--- Start of Supplied data ---
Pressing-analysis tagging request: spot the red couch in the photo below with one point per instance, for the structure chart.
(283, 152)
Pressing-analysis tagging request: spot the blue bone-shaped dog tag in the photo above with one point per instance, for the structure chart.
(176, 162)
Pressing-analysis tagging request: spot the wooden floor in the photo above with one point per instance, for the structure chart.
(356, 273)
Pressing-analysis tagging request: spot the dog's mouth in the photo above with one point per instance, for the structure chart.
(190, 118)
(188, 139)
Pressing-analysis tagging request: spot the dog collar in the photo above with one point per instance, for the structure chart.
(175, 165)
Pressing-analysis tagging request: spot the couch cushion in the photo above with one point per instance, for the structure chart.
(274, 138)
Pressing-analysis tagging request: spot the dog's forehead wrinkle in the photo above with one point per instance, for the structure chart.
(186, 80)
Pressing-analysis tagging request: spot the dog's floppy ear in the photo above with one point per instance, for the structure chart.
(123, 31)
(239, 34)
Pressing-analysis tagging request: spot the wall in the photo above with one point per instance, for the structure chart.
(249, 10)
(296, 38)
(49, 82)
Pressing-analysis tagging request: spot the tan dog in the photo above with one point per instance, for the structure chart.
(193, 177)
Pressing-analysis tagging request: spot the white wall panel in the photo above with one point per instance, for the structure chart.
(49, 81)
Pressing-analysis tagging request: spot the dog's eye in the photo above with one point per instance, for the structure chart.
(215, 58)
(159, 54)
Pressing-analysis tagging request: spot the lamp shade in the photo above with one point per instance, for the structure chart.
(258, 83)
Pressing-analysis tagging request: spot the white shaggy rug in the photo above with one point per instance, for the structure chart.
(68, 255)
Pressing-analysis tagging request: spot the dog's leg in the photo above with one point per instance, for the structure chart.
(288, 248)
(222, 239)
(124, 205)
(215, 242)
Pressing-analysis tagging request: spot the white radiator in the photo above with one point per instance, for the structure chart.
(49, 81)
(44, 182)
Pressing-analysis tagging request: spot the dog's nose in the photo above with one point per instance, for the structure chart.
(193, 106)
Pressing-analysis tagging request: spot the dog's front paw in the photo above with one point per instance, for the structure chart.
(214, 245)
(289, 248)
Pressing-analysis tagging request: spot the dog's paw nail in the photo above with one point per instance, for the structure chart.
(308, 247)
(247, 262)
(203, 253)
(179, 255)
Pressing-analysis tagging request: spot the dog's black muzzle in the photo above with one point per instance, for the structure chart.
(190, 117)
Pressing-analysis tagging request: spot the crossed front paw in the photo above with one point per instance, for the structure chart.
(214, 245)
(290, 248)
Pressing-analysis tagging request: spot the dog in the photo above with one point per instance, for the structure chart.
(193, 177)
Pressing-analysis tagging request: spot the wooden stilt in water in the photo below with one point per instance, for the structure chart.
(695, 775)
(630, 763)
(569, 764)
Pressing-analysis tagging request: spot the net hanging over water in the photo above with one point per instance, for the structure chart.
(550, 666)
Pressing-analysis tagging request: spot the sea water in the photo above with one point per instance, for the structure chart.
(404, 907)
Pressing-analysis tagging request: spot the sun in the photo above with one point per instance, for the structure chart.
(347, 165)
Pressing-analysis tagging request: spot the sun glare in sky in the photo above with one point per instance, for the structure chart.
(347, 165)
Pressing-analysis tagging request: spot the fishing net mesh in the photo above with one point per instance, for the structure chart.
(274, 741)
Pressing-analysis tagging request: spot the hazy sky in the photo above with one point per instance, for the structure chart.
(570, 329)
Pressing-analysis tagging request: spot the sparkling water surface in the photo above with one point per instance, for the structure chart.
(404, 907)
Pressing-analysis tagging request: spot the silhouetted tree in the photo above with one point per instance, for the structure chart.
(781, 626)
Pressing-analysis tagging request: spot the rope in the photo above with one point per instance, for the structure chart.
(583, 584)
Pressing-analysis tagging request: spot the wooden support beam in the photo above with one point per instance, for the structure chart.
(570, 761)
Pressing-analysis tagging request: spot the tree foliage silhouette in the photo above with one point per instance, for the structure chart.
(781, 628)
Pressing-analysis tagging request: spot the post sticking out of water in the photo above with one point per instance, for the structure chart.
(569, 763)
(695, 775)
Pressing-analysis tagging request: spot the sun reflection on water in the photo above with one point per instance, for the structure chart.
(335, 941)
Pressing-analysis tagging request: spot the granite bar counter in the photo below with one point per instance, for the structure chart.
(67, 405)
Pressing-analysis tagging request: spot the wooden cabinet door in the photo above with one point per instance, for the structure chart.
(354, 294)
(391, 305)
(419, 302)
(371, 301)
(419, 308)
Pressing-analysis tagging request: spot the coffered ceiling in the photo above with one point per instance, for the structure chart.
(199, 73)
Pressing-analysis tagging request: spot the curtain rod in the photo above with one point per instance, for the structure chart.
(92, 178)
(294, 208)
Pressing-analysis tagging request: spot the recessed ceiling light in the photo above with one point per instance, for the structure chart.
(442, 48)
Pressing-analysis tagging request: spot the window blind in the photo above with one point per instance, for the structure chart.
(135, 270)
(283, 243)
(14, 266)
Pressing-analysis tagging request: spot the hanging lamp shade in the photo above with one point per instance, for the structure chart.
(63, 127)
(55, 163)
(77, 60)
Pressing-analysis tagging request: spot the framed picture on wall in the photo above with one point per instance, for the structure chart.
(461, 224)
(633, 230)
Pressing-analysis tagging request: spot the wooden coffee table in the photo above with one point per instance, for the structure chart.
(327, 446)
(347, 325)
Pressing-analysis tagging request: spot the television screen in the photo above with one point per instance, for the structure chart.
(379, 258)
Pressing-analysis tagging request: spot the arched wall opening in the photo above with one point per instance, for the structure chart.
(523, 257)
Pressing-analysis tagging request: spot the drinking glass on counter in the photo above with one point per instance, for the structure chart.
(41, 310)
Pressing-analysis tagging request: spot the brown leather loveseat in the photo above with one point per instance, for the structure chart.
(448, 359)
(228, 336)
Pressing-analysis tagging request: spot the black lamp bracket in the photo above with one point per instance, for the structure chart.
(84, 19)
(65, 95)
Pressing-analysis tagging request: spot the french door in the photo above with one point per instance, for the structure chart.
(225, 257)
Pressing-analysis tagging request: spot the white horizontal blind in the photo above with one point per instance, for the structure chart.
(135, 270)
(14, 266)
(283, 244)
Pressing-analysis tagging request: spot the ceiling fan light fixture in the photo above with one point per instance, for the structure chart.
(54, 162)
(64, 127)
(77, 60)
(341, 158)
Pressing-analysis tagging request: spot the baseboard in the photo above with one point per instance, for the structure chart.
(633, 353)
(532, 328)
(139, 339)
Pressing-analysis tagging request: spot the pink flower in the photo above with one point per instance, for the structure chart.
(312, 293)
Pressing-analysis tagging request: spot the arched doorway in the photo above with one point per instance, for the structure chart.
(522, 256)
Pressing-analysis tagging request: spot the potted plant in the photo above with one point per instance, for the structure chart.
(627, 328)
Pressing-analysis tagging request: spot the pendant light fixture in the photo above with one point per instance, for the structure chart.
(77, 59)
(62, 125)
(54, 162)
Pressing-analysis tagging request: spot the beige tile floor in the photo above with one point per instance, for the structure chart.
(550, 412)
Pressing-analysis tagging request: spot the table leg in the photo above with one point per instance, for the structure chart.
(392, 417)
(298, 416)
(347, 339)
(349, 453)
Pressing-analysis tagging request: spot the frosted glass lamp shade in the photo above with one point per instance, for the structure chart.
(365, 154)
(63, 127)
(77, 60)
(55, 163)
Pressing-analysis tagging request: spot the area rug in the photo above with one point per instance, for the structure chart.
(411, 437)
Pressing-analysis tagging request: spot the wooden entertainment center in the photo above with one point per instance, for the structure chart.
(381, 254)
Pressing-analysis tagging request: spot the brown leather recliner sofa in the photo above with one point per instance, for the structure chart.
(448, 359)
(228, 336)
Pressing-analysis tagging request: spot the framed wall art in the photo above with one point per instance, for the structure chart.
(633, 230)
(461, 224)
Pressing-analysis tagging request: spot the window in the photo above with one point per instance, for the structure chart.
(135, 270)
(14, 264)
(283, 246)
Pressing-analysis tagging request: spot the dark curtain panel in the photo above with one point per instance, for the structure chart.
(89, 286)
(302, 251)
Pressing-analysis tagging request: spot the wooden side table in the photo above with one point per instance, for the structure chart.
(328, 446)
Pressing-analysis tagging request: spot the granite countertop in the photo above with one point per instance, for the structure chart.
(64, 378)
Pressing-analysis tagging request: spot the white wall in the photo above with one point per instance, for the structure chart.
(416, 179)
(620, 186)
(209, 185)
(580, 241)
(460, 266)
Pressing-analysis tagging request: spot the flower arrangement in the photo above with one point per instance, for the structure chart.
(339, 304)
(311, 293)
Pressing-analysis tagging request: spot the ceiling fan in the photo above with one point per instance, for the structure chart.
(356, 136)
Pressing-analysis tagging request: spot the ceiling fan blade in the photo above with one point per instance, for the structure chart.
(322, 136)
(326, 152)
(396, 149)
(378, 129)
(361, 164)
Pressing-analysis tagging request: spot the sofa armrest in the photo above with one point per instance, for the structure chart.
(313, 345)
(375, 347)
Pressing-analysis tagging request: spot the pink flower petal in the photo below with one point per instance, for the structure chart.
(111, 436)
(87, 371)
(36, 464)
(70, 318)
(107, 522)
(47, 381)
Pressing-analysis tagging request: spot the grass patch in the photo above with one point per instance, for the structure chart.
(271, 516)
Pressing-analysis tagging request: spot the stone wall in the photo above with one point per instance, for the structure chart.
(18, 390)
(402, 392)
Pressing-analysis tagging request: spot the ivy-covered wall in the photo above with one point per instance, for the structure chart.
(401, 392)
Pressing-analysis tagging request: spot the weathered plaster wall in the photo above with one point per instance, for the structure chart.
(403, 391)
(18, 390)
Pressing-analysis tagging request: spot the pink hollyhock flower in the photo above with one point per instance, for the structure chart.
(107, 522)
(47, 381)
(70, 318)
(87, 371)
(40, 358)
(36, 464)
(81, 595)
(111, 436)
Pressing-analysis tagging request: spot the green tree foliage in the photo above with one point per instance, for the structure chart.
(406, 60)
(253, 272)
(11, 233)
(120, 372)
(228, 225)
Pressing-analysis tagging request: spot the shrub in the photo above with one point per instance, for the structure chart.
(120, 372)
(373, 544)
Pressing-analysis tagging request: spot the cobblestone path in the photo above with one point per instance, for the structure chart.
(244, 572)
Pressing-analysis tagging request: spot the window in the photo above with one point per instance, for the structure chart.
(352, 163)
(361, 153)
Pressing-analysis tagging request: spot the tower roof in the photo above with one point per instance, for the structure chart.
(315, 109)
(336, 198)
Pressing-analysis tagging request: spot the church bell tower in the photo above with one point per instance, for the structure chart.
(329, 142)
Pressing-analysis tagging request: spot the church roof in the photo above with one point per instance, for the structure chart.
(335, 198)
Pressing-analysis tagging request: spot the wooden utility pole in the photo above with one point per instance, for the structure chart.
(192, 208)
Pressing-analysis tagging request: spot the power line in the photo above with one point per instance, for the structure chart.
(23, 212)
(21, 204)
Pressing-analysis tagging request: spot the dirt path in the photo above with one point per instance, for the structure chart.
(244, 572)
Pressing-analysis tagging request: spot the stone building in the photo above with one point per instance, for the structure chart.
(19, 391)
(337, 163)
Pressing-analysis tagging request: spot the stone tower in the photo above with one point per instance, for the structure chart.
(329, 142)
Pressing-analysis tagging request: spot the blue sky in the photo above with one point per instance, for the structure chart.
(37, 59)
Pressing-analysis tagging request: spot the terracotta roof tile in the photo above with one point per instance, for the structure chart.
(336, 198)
--- End of Supplied data ---
■ **What you have to do**
Print the lines above word for word, starting with the line that contains "Pressing-analysis tagging request: spot the wooden utility" and going on through the final line.

■ **Response to the exercise**
Pressing-analysis tagging request: spot the wooden utility pole in the photo above with one point per instance, for the structure chart.
(192, 208)
Pressing-analysis tagging request: spot the power line in the photo above with one point per instance, for the structure chart.
(23, 212)
(21, 204)
Pressing-analysis tagging request: spot the dirt path in the photo above with one point per instance, for the structure chart.
(244, 572)
Pressing-analysis tagging request: spot the stone building in the photo above with one point per instance, for the structure chart.
(19, 391)
(337, 163)
Pressing-analysis tagging request: spot the stone tower in the photo above with one point per instance, for the structure chart.
(329, 142)
Pressing-analysis tagging request: spot the blue sky in the photo above with one point per instance, for the structure chart.
(37, 59)
Pressing-analysis tagging request: spot the terracotta roof tile in the photo above with one point per instance, for the structure chart.
(336, 198)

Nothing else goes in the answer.